### Problem A
In the news report on the Dresden courtroom murder, reproduce the passage from "Protestors Accuse Germany" to "hatred of Islam.", swapping "courtroom" for "courthouse".
### Problem B
Write the next part of the news report on the Dresden courtroom murder, starting after its final sentence.
====== Passage for review ======
Protestors Accuse Germany of Racism
Fury and sorrow in Egypt: the murder of a pregnant Egyptian woman in a German courtroom last week has sparked protests in Egypt with mourners chanting "Down With Germany." The woman was stabbed to death in a racist attack
A brutal murder in Germany last week has caused shockwaves in far-off Egypt. Thousands of mourners took to the streets of Alexandria on Monday to protest at the funeral of a pregnant Egyptian woman who was stabbed to death inside a German court in a crime that has provoked fury in her home country
Egyptian newspapers have given strong coverage to the death of Marwa al-Sherbini (32), describing the veiled woman as a "martyr in a headscarf" and suggesting the killer was motivated by a hatred of Islam.
Mourners chanted "Down with Germany" and scuffled with police after prayers in the Mediterranean city of Alexandria for al-Sherbini, who was murdered on July 1 in a courtroom in Dresden, eastern Germany, by a German man of Russian origin.
====== Provided material ======
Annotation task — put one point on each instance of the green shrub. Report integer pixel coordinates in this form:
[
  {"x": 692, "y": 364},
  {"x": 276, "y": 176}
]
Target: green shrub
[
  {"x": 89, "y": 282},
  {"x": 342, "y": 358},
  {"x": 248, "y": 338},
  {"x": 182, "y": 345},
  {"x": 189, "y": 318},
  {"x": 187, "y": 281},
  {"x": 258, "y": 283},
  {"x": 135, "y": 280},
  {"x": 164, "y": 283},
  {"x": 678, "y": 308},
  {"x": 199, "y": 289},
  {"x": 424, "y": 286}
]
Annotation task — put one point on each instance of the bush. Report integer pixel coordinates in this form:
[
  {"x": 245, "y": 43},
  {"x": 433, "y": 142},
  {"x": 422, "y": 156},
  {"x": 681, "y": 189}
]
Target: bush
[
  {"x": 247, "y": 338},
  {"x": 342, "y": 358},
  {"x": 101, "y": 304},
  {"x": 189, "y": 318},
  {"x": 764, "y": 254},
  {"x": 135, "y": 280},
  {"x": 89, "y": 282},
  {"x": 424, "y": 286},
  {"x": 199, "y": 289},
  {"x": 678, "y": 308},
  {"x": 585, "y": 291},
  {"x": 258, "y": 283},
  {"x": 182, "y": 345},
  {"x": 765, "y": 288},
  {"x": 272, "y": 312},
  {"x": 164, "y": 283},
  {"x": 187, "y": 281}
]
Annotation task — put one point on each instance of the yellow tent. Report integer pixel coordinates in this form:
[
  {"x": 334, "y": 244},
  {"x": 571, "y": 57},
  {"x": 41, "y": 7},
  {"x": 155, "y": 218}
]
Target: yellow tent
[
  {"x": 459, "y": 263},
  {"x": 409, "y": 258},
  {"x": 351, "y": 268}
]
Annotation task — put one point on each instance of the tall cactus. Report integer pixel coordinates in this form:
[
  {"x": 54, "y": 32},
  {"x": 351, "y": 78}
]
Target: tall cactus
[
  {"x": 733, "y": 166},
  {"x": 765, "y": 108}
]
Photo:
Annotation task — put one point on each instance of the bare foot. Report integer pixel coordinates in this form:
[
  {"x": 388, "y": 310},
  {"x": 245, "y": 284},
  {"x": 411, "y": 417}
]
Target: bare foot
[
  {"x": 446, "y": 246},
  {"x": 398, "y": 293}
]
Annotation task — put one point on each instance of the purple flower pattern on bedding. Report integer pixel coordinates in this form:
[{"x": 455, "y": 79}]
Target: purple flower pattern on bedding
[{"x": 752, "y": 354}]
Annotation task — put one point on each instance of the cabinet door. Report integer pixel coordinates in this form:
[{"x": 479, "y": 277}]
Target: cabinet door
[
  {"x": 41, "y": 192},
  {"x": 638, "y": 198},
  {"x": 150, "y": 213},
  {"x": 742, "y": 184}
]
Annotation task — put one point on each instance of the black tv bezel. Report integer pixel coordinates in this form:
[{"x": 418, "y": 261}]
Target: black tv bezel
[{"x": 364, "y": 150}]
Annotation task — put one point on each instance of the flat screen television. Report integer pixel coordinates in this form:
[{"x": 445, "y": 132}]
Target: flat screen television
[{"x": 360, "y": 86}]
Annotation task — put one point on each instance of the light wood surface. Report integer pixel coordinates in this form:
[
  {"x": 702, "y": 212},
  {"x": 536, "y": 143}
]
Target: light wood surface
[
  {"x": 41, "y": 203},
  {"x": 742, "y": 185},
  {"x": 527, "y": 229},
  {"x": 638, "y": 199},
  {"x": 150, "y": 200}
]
======
### Response A
Protestors Accuse Germany of Racism
Fury and sorrow in Egypt: the murder of a pregnant Egyptian woman in a German courthouse last week has sparked protests in Egypt with mourners chanting "Down With Germany." The woman was stabbed to death in a racist attack
A brutal murder in Germany last week has caused shockwaves in far-off Egypt. Thousands of mourners took to the streets of Alexandria on Monday to protest at the funeral of a pregnant Egyptian woman who was stabbed to death inside a German court in a crime that has provoked fury in her home country
Egyptian newspapers have given strong coverage to the death of Marwa al-Sherbini (32), describing the veiled woman as a "martyr in a headscarf" and suggesting the killer was motivated by a hatred of Islam.

### Response B
"We will revenge her death," al-Sherbini's brother, Tarek al-Sherbini," told the Associated Press. He said Muslims faced racism and discrimination in the West.
Al-Sherbini, mother to a three-year-old child and three months pregnant, was stabbed 18 times by the man she was testifying against during an appeal hearing, German prosecutors said.
'He Wasn't Blond, so They Shot Him'
Her killer also stabbed her husband, who German police then mistook for the attacker and shot in the leg, prosecutors added. The husband is in hospital and has awoken from a coma. "They thought that he had to be the attacker because he isn't blond and then they shot him," Tarek told Egyptian TV.
The killer, named only as Alex W., was appealing against a conviction for insulting Sherbini by calling her an "Islamist," "terrorist" and a "slut" when she asked him to make space for her son to go on the swings on a playground in Dresden, prosecutors said.
He had been fined €780 and last Wednesday's court session had been called to hear his appeal against the ruling.
State prosecutor Christian Avenarius described him as a man driven by hatred of Muslims. "It was clearly a racist attack by a fanatical lone wolf," he said. W. had moved to Germany from Russia in 2003 and had already expressed his contempt for all Muslims at the start of his court case, the prosecutor said.
Al-Sherbini's body was flown to Cairo on Sunday, and met by her family and the German ambassador. Her funeral was attended by members of parliament, a minister, a representative of Egypt's Coptic Christians and others.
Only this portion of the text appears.